-- Start Selection --
Re: What is the logic of storing XML in a Database?
Date: 28 Mar 2007 11:39:42 -0700
Message-ID: <1175107181.975254.157840_at_p77g2000hsh.googlegroups.com>
On Mar 27, 12:39 pm, "Daniel" <danielapar..._at_gmail.com> wrote:
> On Mar 27, 4:15 pm, "Marshall" <marshall.spi..._at_gmail.com> wrote:> On Mar 27, 11:45 am, Bob Badour <bbad..._at_pei.sympatico.ca> wrote:
>
> > > David Cressey wrote:
>
> > > > There are three things you can do with data: process it, store it, and
> > > > transport it. These three are all interrelated.
>
> > > That seems so limiting like having an emotional vocabulary of happy, sad
> > > and angry.
>
> > XML makes me sad and angry.
>
> Well, there are different aspects to XML.
>
> There really are people who think that XML databases are a good thing
> because they allow you to put data into storage without having to
> model the data, because "everybody" knows that modelling data is too
> hard. Of course, there's that little matter of getting data out
> again, but they have hopes that following conventions for positioning
> some key tags will lead to a good result. These are the same people
> who used to believe that storing name/value pairs in database tables
> was a good thing. I can understand that that would make you
> unhappy.
-- End Selection --
-- Start Dataset extract --
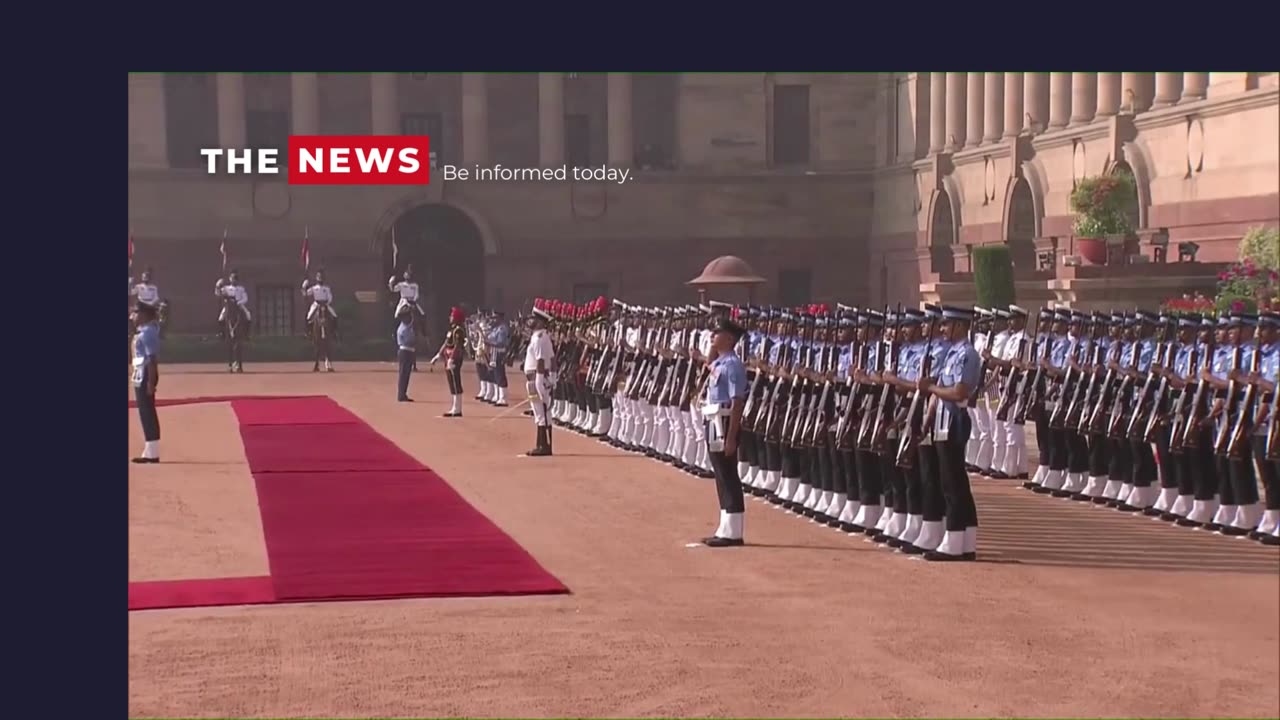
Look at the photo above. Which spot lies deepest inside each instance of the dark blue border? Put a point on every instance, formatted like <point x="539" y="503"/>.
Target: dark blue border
-- End Dataset extract --
* _Exercise set_
a. In the post about storing XML, what three things does David Cressey say you can do with data?
b. Transcribe the part of the post about storing XML starting at "Date: 28 Mar" and ending at "sad and angry.".

* _Task results_
a. Process it, store it, and transport it.

b.
Date: 28 Mar 2007 11:39:42 -0700
Message-ID: <1175107181.975254.157840_at_p77g2000hsh.googlegroups.com>
On Mar 27, 12:39 pm, "Daniel" <danielapar..._at_gmail.com> wrote:
> On Mar 27, 4:15 pm, "Marshall" <marshall.spi..._at_gmail.com> wrote:> On Mar 27, 11:45 am, Bob Badour <bbad..._at_pei.sympatico.ca> wrote:
>
> > > David Cressey wrote:
>
> > > > There are three things you can do with data: process it, store it, and
> > > > transport it. These three are all interrelated.
>
> > > That seems so limiting like having an emotional vocabulary of happy, sad
> > > and angry.
>
> > XML makes me sad and angry.